#### DOCUMENT:
Over recent times, Product Management has transformed from Art to Science. The maturity in product thinking has been accelerated by tools, evolving thought processes and problem solving skill sets. So much so, that the next age of product managers shall be called ‘Product Scientist’, whose core strength or job description shall be experiment design.
However, there are a few mistakes that prevent us from becoming good scientists. Let me take you through my memory lane over different organizations where I introspect some defining moments or mistakes in my product journey that helped me learn and unlearn.
Lessons That Shaped My product Journey:
1) Talking to user with a solution bias: Confirmation Bias wrecks Genuine Hypothesis
We have an innate desire to be ‘right’ all the time, every time. Hence, even as we talk to our users, we already start thinking in terms of how best to solve the problem basis what we already know. Unfortunately, to be an effective product scientist, we all need to take a step back and learn, unlearn what we know.
If I look back, we were trying to improve the retention of our music platform. The first thing that comes to anyone’s mind to improve retention in a music platform is “relevance”. The more relevant content the better the retention. I remember, when I asked a few users as well, they confirmed, yes it will make them listen more but our platform had the best curated content of our time. Surely it was relevant to the main segment we were catering to, then why were people dropping off? We had to look beyond the obvious and live the life of a customer to figure out what was amiss. It turns out time between two songs and inability to play sideloaded music were the biggest pain points, which we figured through our feet-on-street agents!
What if we had gone with an open mind earlier, we could have learnt this even faster!
2) Actioning without a why?
Bias for action is an asset for a product person, but actioning without a why is suicidal. This shows up more when we are into the execution mode and desperately want to check a few boxes that we got things done. We often think ‘If a certain thing is working for our competition, chances are it will work for us’. Unfortunately, this may or may not be always correct without going deeper and understanding ‘the why?‘. Another downside of this is, we are impaired by our experiences and are held captive by our own lenses.
I remember, our sister concern was doing really well in another geography when it came to hyper local, hyper simple buy-sell experiences. We followed suit, only to find out such constructs don’t work really well in some categories & geographies where our core strength lies and we had to modify the experience to accommodate our customers but only after the negative experiences that our users had to go through.
Although the trick was to learn and respond quickly but the blood bath could have been avoided, if we had gone deeper and understood ‘the why?’ better.
3) Looking at only micro level metrics without the big picture
The tunnel view of experiments optimizes for local maxima but disturbs the bigger picture by either shifting the problem elsewhere or deteriorating the overall experience which kills the product in the longer run.
In yesteryear, we were trying to improve the funnel conversion of booking bus tickets, we went deeper into the funnel and optimised the steps in the online flow and created tools to manage the offline steps. No matter what we did, the conversions didn’t seem to improve beyond a certain point.
After going deeper, talking to potential customers, we figured that the issue was not about the funnel that we were managing but the problem was elsewhere. Competitors offered similar solutions, but clubbed loyalty products with ticket booking that ensured there was some money left for the next trip. Another factor that had a detrimental effect was around managing communication for commuters to make decisions.

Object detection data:
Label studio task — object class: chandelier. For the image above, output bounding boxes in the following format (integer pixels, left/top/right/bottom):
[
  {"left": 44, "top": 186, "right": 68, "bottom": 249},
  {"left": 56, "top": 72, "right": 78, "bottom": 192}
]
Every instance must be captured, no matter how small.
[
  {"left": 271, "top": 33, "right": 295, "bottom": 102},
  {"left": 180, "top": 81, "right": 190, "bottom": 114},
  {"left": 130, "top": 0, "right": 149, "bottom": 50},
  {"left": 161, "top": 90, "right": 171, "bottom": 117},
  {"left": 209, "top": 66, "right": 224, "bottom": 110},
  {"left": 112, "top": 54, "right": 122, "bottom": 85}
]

#### ACTIONS TO TAKE:
1. In the essay on product management lessons, what were the biggest pain points on the music platform, as identified through feet-on-street agents?
2. Continue the essay on product management lessons from its final sentence.

#### ANSWERS PER TASK:
1. The time between two songs and the inability to play sideloaded music.

2.
No matter how efficient we could have made our funnel, the skin in the game was loyalty that reduced entry barriers and better communication to manage the trip, which can’t be done effectively by just integrating 3rd party booking sites.
What if we looked at correlation between money in the wallet and conversion to look beyond our funnel?
4) Going for the overkill: Not keeping it simple
We product managers are dreamers and we want to conquer the world with our products but this enthusiasm leads us into a “silver bullet” thinking, where we give into the gamble of going all in!
Several years earlier, we wanted to compete with real estate verticals and while talking to customers the problem identified was related to lead quality. We tried connecting the dots and came up with a solution that we will build a landing page with all kinds of filters & capturing of additional attributes that helps buyers converge on the most relevant real estate properties. Given the complexity of the platform, it took us about 3-4 sprints to launch this.
The results were really bizarre, the overall conversion was poor. On further investigation, we found the problem was that the user looked at us as a ‘discovery’ platform where the intent is lower than what is observed in a vertical platform. Since the intent was low, any obstruction in discovery led to lower conversion.
What if we could have scaled down the experiment and gathered more insights early?
5) Not being proactive in managing stakes and expectations
The currency of a product scientist is credibility through results. Sometimes, more than even results, it is the empathy towards the users and also towards the stakeholders, who are trying to make sense of the product vision you defined on the impact in technology, business, marketing and sales. The runway to experiments depends on your proactiveness to co-create with the stakeholders. This not only mitigates the risk but also brings in different viewpoints which greatly enhances the chances of success. “We are in this together” is no longer just a war cry, it has become the way of working in order to consistently deliver results.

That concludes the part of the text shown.